On dit "un" ou "une" harmonica ?
-
Un, je crois.
-
Une épingle à nourrice, un vieil agenda...
-
- Vous avez un livre sur vous ?
- Un livre ?
-
Oui, toujours.
-
Pouvez-vous me le montrer ?
-
C'est quoi ?
-
C'est un livre du souvenir.
-
Je n'ai plus que ça, et des biographies,
des journaux intimes aussi.
-
Il faut que... que je soie sûre que
ce que je lis a été vécu par quelqu'un.
-
Sans ça, le livre me tombe des mains.
-
Là, ça, c'est un... livre
d'un écrivain américain.
-
À un moment donné, il explique que
sa mère est morte
-
sans avoir jamais rien dit de lui.
-
Vous savez pourquoi ?
-
Parce qu'à chacun de ses livres
il se disait que le prochain
-
sera meilleur, donc digne d'elle.
-
C'est magnifique, non ?
-
Je lis très peu de livres en entier.
-
Je saute toujours d'un à l'autre,
d'une page à l'autre, tout le temps.
-
Mais pourquoi ?
-
Est-ce que vous avez déjà rencontré
la femme de votre vie ?
-
Pardon ?
-
Oui, celle qui au premier regard
remplace toutes les autres.
-
Bon, imaginons que vous la cherchez,
que vous la connaissiez pas.
-
Vous êtes seulement sûr d'une chose,
c'est que quand elle sera devant vous,
-
pour la première fois, sans aucun doute
ce sera elle que vous avez cherchée.
-
La lecture, c'est pareil.
-
En lisant on cherche tous
quelque chose d'unique.
-
Mais cette chose, bien sûr,
reste toujours introuvable.
-
Et si vous la retrouviez, cette chose ?
-
Alors, ça me bouleverserait la vie,
tout simplement. (rires)
-
"Émilie Muller, 3ème". [clac]
-
Allez-y.
-
Je crois que c'est fini.
-
Ah, non, il y a une petite poche.
-
Là, c'est mon ami. Il dort.
-
C'est le seul moment
où il accepte d'être photographié.
-
Là, c'est ma mère, quand elle était jeune.
-
J'ai trouvé la photo
il y a quelques jours dans une malle.

§

Consigne écrite a = Indiquez si chacune de ces affirmations concorde avec le passage, en répondant par oui ou par non et en citant mot pour mot les termes décisifs : (i) on y affirme lire très peu de livres en entier ; (ii) la photo de la mère a été trouvée dans une malle il y a quelques années ; (iii) l'ami n'accepte d'être photographié que pendant son sommeil.
Les enregistrements n'ont aucun rapport avec le passage.

Données fournies =

§

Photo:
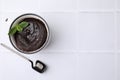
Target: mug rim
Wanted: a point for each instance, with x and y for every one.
(46, 27)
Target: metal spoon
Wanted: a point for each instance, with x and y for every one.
(39, 66)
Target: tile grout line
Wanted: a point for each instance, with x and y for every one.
(116, 41)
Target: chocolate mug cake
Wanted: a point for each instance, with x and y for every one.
(33, 37)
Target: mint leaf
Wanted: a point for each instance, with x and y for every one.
(23, 24)
(12, 31)
(19, 28)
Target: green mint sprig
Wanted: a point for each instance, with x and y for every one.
(18, 27)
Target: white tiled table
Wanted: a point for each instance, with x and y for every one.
(85, 40)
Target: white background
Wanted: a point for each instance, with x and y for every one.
(84, 45)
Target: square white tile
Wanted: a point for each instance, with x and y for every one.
(96, 31)
(94, 66)
(63, 27)
(96, 5)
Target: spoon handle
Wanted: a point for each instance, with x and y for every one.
(5, 46)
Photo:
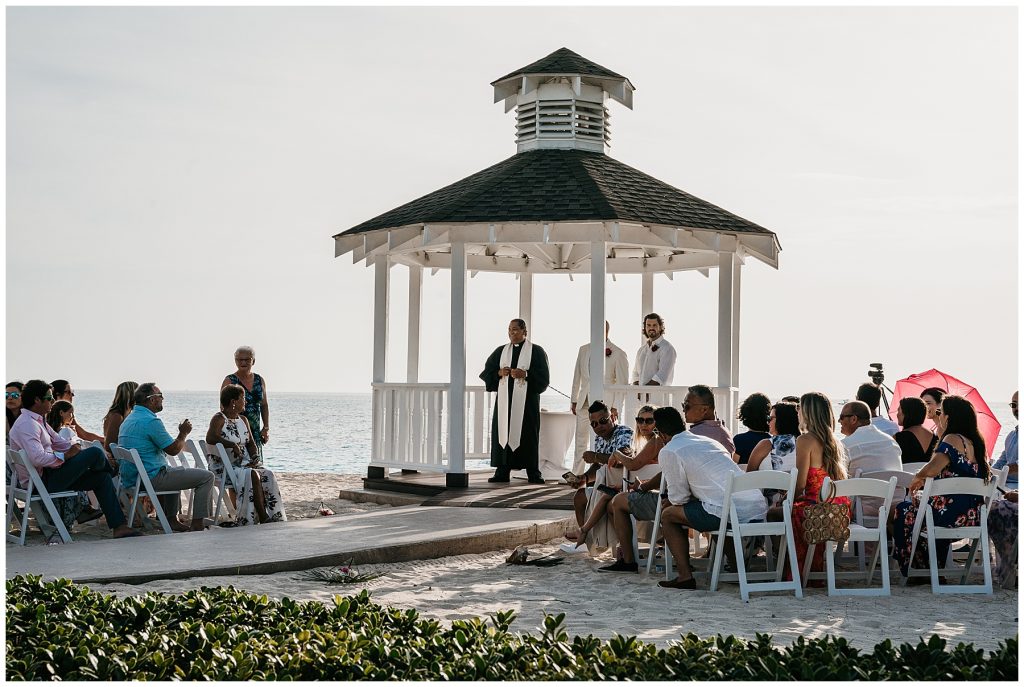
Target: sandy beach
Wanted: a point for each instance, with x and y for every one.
(605, 604)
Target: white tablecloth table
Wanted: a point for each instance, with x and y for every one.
(557, 430)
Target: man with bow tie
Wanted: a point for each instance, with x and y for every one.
(656, 358)
(616, 371)
(518, 372)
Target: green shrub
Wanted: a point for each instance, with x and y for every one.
(61, 631)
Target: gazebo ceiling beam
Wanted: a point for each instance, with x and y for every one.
(484, 263)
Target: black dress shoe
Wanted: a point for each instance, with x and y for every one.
(620, 566)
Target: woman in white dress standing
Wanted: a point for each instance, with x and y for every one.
(259, 499)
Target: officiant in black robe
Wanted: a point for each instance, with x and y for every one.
(503, 458)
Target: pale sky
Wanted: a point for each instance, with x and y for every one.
(174, 177)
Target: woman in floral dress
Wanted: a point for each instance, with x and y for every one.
(259, 499)
(818, 456)
(257, 410)
(961, 454)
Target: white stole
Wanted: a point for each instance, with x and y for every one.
(510, 429)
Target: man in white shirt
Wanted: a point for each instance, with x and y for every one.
(695, 470)
(656, 358)
(867, 447)
(616, 371)
(870, 394)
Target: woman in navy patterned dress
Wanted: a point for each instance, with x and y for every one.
(961, 454)
(257, 410)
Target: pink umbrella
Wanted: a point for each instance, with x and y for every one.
(914, 384)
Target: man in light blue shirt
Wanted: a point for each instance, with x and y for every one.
(144, 432)
(1009, 456)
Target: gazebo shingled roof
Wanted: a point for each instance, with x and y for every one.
(560, 185)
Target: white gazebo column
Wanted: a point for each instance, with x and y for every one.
(726, 333)
(526, 299)
(381, 265)
(646, 299)
(415, 310)
(598, 272)
(457, 475)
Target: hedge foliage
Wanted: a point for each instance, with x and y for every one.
(58, 630)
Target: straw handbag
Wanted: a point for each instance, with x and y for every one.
(826, 520)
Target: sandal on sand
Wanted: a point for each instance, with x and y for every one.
(572, 479)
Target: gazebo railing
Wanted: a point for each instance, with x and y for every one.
(410, 421)
(410, 425)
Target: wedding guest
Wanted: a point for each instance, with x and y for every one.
(642, 503)
(698, 412)
(259, 498)
(143, 431)
(124, 401)
(62, 391)
(1004, 526)
(61, 420)
(1009, 455)
(754, 413)
(695, 472)
(12, 399)
(867, 447)
(779, 452)
(871, 395)
(596, 530)
(961, 454)
(915, 442)
(818, 456)
(257, 408)
(62, 465)
(933, 402)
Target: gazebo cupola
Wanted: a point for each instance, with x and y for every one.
(560, 101)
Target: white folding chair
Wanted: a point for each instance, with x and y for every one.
(738, 530)
(645, 557)
(854, 489)
(231, 477)
(142, 481)
(925, 523)
(33, 492)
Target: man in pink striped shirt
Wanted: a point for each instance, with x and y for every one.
(62, 465)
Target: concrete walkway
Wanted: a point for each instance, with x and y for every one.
(412, 532)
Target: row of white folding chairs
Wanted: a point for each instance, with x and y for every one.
(32, 494)
(198, 457)
(772, 580)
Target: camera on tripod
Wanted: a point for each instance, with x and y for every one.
(876, 373)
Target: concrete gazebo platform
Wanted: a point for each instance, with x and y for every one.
(559, 206)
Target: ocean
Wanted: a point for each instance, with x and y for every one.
(318, 432)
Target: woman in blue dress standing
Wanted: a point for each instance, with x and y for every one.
(961, 454)
(257, 410)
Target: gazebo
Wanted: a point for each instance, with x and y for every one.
(562, 206)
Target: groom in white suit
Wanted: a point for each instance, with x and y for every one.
(616, 371)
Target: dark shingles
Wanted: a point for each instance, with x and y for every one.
(562, 60)
(552, 185)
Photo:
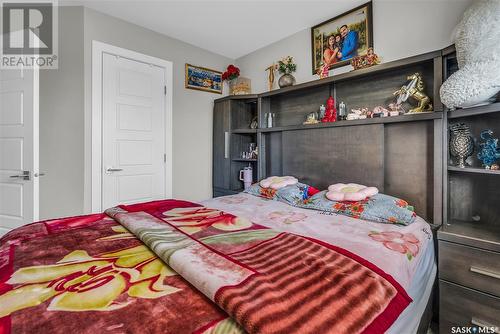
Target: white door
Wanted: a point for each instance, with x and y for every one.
(133, 131)
(18, 148)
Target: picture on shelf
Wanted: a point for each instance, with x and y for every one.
(336, 41)
(204, 79)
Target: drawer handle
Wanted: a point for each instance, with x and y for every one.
(481, 323)
(485, 272)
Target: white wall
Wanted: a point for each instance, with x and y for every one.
(61, 122)
(400, 29)
(65, 110)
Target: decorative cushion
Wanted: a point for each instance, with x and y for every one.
(478, 55)
(277, 182)
(291, 194)
(379, 208)
(349, 192)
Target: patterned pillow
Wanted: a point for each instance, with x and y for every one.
(379, 208)
(293, 194)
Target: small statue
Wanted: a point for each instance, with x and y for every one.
(415, 90)
(312, 118)
(270, 78)
(489, 152)
(367, 60)
(331, 111)
(395, 109)
(380, 111)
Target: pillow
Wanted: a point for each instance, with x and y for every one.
(292, 194)
(350, 192)
(277, 182)
(379, 208)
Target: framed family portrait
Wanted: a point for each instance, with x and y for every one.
(202, 78)
(336, 41)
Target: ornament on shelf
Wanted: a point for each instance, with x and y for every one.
(414, 89)
(370, 59)
(461, 143)
(331, 111)
(270, 78)
(490, 152)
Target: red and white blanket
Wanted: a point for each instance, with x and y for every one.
(177, 267)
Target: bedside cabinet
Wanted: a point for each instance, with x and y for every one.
(469, 283)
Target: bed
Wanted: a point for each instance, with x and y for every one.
(227, 265)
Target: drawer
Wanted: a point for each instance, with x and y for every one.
(460, 306)
(470, 267)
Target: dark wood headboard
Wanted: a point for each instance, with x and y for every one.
(402, 159)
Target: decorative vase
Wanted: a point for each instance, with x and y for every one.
(239, 86)
(286, 80)
(461, 143)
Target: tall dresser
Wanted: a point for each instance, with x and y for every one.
(469, 240)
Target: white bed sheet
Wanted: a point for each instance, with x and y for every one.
(416, 276)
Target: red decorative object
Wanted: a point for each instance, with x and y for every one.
(231, 73)
(331, 111)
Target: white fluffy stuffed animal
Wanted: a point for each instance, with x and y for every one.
(477, 43)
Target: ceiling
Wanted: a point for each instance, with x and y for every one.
(229, 28)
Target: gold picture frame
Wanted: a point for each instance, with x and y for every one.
(202, 78)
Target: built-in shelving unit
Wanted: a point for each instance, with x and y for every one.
(289, 147)
(382, 120)
(473, 170)
(474, 111)
(469, 240)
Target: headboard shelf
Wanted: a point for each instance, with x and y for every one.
(383, 120)
(401, 155)
(362, 73)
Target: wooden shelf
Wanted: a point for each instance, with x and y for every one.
(392, 119)
(473, 170)
(244, 131)
(244, 160)
(377, 69)
(473, 111)
(475, 234)
(250, 97)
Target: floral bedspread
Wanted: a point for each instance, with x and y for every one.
(177, 267)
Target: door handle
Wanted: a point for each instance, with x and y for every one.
(111, 169)
(24, 176)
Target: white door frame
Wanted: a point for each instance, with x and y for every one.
(98, 48)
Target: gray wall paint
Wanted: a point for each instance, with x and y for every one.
(400, 28)
(68, 90)
(61, 122)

§

Consigne écrite b = Recopiez à l'identique les lignes des enregistrements qui vont de celle contenant "Target: gray wall paint" jusqu'à la fin des enregistrements, ces deux bornes comprises.

Réponse finale a =
(i) Oui : « Je lis très peu de livres en entier. »
(ii) Non : « J'ai trouvé la photo il y a quelques jours dans une malle. »
(iii) Oui : « Là, c'est mon ami. Il dort. » et « C'est le seul moment où il accepte d'être photographié. »

Réponse finale b =
Target: gray wall paint
Wanted: a point for each instance, with x and y for every one.
(400, 28)
(68, 90)
(61, 122)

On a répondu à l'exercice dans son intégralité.